Materials provided
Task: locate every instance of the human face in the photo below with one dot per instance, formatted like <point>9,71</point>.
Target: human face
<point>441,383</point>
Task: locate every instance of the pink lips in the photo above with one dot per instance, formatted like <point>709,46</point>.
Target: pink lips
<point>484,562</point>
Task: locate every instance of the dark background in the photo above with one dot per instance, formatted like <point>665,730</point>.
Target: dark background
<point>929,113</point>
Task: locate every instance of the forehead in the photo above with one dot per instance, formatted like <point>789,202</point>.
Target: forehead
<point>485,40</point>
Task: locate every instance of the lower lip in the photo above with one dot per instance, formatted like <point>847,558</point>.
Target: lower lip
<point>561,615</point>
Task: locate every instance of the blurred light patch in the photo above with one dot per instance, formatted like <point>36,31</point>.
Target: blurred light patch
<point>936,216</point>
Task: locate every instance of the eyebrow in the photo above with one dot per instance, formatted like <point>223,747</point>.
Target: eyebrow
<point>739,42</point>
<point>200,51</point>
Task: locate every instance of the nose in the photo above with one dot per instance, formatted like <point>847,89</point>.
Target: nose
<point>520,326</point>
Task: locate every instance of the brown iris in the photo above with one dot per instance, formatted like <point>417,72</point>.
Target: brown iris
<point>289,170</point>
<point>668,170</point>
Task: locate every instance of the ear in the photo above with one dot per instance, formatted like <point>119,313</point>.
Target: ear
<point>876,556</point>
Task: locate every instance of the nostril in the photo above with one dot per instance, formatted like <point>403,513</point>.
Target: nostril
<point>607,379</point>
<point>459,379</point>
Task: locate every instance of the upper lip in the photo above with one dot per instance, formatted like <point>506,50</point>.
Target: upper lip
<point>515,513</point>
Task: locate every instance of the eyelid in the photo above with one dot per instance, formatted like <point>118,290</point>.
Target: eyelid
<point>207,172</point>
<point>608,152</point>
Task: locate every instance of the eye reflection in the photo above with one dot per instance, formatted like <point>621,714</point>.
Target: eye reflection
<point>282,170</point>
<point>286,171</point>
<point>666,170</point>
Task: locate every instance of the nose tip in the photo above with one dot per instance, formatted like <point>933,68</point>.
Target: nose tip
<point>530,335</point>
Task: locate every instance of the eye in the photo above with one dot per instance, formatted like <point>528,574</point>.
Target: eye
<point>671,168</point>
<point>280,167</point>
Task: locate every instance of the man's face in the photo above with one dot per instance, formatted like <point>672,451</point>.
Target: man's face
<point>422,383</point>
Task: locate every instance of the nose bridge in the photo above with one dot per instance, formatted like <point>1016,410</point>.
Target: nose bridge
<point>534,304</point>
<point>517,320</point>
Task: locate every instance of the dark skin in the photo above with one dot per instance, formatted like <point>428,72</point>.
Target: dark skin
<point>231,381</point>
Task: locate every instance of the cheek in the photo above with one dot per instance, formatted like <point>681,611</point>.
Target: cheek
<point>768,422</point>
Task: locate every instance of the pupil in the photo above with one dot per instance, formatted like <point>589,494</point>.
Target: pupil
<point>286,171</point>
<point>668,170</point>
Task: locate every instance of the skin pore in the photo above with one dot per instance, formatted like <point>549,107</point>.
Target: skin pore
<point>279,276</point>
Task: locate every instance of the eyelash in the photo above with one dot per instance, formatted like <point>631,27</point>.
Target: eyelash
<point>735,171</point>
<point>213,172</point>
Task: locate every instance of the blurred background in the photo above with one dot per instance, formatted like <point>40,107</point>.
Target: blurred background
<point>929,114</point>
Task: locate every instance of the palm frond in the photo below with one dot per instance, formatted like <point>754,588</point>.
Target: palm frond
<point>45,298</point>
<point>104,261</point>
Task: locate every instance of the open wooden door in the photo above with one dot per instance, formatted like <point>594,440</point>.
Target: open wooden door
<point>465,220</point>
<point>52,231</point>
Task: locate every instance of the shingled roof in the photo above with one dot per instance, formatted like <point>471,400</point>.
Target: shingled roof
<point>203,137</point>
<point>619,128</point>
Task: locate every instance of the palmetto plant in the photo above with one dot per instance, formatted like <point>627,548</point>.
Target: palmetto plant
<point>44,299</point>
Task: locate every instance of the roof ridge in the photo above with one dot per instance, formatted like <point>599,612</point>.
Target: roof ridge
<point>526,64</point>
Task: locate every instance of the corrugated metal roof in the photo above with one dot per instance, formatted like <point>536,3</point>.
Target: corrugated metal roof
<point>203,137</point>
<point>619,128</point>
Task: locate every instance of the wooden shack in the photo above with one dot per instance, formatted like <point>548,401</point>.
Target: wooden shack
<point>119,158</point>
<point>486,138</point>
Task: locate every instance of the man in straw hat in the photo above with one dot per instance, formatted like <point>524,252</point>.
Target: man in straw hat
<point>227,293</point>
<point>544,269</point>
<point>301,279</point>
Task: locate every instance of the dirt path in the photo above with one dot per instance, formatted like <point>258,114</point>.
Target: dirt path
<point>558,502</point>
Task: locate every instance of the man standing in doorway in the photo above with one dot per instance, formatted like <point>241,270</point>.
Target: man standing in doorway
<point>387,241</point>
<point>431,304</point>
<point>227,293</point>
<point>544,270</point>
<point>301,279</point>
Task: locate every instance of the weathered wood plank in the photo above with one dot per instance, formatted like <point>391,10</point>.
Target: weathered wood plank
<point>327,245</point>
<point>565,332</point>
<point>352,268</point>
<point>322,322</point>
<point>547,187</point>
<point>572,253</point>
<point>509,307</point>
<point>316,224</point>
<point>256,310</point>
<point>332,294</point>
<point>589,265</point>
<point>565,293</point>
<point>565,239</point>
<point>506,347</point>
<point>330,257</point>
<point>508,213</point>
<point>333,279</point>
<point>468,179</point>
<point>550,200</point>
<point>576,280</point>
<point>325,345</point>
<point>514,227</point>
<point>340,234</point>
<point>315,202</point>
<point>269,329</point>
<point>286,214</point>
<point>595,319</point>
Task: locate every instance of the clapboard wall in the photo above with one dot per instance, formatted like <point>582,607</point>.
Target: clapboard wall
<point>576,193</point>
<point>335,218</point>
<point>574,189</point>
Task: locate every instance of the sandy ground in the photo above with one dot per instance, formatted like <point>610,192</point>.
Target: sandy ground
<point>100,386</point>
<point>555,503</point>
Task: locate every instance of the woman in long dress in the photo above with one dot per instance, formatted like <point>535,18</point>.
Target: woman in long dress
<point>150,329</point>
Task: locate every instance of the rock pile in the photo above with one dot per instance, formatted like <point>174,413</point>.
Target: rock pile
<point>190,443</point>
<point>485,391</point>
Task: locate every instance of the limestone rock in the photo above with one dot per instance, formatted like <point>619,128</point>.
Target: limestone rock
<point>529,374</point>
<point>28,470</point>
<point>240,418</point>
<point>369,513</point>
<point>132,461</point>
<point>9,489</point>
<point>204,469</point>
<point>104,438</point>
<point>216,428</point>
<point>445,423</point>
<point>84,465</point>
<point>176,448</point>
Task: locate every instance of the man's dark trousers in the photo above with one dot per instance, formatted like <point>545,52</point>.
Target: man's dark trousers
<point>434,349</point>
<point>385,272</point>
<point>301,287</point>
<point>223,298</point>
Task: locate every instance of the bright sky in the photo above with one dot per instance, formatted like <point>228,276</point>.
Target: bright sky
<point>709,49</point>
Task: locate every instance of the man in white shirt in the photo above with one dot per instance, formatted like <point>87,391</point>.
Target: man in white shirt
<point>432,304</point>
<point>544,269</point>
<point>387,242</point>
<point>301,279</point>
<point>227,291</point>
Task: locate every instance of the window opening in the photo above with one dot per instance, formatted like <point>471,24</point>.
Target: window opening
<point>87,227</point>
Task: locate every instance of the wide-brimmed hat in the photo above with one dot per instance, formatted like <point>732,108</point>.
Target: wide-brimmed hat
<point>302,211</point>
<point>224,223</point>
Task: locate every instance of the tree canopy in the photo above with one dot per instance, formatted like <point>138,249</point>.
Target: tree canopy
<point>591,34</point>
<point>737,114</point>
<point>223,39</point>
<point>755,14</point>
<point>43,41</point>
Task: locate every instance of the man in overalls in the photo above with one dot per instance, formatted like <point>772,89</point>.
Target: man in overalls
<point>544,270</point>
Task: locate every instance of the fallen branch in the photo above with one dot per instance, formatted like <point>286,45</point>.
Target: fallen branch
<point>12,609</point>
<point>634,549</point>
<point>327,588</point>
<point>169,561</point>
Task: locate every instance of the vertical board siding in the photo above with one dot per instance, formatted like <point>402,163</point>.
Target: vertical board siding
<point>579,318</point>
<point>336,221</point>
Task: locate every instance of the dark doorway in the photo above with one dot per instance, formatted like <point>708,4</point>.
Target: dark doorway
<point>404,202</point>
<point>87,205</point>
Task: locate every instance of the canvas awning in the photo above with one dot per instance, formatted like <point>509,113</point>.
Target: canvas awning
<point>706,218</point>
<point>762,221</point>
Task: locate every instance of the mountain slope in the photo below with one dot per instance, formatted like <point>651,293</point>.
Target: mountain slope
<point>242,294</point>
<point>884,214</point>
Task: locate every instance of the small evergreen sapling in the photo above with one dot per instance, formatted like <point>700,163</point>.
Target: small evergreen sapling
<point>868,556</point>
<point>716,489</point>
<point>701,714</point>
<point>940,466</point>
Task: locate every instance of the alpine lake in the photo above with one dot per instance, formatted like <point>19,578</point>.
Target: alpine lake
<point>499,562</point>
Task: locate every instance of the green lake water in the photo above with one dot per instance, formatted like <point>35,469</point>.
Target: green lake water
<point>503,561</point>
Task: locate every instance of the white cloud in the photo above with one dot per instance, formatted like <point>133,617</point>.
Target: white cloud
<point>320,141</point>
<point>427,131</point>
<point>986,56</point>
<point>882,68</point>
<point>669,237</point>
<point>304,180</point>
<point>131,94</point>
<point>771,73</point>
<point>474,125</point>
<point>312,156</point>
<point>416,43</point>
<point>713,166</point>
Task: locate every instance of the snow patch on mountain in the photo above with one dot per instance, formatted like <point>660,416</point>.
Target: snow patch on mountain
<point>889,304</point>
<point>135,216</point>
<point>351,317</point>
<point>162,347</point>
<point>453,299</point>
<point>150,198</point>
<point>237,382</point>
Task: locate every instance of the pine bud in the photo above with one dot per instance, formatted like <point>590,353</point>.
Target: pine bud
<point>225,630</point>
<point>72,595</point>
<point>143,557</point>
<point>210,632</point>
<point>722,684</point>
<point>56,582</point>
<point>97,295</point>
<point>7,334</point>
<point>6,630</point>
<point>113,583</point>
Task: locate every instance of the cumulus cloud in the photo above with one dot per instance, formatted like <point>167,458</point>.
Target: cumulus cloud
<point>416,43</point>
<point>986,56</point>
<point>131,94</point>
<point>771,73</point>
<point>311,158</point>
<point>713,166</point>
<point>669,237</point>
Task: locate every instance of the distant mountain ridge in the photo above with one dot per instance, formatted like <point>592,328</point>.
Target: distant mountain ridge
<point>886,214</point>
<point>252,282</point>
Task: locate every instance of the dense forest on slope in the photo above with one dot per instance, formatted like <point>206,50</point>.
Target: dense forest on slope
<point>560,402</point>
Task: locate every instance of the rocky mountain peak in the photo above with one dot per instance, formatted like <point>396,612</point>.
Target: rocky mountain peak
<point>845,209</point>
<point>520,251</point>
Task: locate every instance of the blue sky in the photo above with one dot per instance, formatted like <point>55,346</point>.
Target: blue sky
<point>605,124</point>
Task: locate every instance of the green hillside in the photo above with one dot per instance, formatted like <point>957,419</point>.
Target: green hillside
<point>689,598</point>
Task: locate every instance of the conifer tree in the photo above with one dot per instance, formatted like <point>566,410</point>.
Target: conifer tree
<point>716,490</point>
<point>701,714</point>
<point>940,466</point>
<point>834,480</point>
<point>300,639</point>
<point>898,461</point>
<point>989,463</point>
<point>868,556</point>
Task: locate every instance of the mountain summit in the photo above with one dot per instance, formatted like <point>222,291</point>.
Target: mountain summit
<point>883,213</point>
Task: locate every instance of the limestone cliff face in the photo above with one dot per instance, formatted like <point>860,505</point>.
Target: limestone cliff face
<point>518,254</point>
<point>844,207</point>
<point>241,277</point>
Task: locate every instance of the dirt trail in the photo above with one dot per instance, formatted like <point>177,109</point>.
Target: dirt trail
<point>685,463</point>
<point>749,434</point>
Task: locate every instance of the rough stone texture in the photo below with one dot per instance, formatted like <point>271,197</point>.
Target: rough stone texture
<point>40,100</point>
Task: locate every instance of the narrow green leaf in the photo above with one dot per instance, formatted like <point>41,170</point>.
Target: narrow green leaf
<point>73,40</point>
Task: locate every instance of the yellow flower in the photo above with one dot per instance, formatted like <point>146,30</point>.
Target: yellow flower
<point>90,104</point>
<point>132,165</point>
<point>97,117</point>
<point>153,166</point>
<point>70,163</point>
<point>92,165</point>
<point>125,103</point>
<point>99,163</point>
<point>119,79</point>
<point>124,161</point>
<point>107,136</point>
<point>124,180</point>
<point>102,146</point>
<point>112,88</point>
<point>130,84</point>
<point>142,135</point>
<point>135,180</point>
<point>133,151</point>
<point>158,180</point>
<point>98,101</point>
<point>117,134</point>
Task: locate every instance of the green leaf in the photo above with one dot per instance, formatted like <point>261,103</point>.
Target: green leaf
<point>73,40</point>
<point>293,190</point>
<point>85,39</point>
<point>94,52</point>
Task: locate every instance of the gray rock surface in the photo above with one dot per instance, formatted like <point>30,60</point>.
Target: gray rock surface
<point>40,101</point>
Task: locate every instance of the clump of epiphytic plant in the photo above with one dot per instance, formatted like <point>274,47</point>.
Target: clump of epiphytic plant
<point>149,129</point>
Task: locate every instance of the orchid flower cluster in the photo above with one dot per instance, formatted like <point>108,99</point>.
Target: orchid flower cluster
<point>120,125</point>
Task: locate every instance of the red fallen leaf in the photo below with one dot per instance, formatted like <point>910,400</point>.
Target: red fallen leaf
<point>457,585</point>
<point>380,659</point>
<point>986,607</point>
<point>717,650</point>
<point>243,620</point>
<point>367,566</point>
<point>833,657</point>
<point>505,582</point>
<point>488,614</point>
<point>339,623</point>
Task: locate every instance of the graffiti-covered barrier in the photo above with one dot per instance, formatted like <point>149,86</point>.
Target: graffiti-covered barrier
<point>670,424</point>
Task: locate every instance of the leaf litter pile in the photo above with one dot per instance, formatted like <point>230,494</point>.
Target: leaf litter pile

Set task
Copy out the material above, starting at the line that contains "Task: locate every instance of the green lake" and ending after the line that contains "<point>237,382</point>", with both of those lines included.

Full solution
Task: locate every instance of the green lake water in the photo above with one dot per instance, formatted like <point>35,469</point>.
Target: green lake water
<point>503,561</point>
Task: locate every instance of the white cloud in the photo above with one dot per instance, formatted like <point>133,617</point>.
Target: white cloud
<point>320,141</point>
<point>427,131</point>
<point>986,56</point>
<point>882,68</point>
<point>669,237</point>
<point>304,180</point>
<point>131,94</point>
<point>771,73</point>
<point>474,125</point>
<point>312,156</point>
<point>416,43</point>
<point>713,166</point>
Task: locate every instance of the snow patch on mountain in the photo above with one dot per instance, formatted like <point>660,416</point>.
Target: snow patch on mountain
<point>889,304</point>
<point>135,216</point>
<point>351,317</point>
<point>162,347</point>
<point>453,299</point>
<point>150,198</point>
<point>237,382</point>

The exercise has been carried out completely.